── EXCERPTED RECORDS ──

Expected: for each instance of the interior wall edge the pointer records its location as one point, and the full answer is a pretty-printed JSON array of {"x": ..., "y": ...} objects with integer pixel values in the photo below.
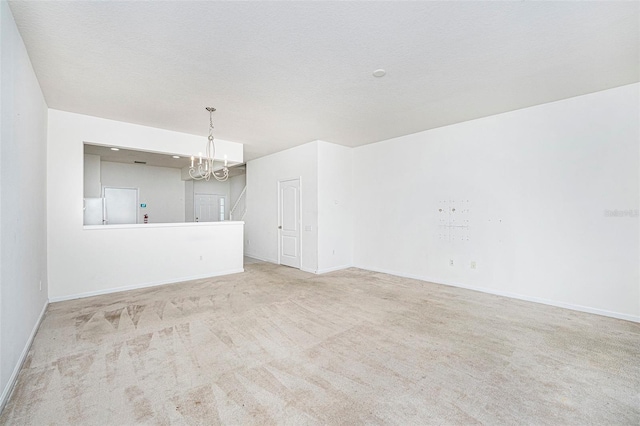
[
  {"x": 548, "y": 302},
  {"x": 8, "y": 389},
  {"x": 142, "y": 285}
]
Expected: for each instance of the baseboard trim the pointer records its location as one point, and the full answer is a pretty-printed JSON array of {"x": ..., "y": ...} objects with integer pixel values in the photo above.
[
  {"x": 333, "y": 269},
  {"x": 8, "y": 389},
  {"x": 142, "y": 285},
  {"x": 570, "y": 306}
]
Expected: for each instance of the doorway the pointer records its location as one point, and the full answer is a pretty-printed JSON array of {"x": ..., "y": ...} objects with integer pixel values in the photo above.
[
  {"x": 289, "y": 222},
  {"x": 209, "y": 207}
]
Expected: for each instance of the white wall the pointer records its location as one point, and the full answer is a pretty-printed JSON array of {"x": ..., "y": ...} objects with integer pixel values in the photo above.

───

**HOW TO COMPLETE THIS TASK**
Type out all of the records exactly, leaving out any picture.

**ANSWER BOX**
Expected: for each instance of the interior wall edge the pointer records its location as one point, and the full answer is a pretty-printed JSON array of {"x": ..., "y": ...} objects with integer pixel values in the photo below.
[
  {"x": 548, "y": 302},
  {"x": 8, "y": 389},
  {"x": 142, "y": 285}
]
Expected: for each instance of the baseboard trim the pointer records its location as one point, and the full answer is a pretty-printed JSON array of {"x": ..., "y": ...} objects with integer pixel values in the photo above.
[
  {"x": 333, "y": 269},
  {"x": 8, "y": 389},
  {"x": 142, "y": 285},
  {"x": 570, "y": 306}
]
Expected: for each instance of the doorway the pointer records its location as one point, and the full answer is a pretty-printed JSON array of {"x": ..., "y": ...} objects with integer pixel values in the photo above.
[
  {"x": 289, "y": 222},
  {"x": 209, "y": 207}
]
Expected: for each instance of the white wall the pointer records its location as one point, and the full answer is a pretty-printed JSON array of {"x": ..., "y": ...} objects with integer pixel values in the photo above.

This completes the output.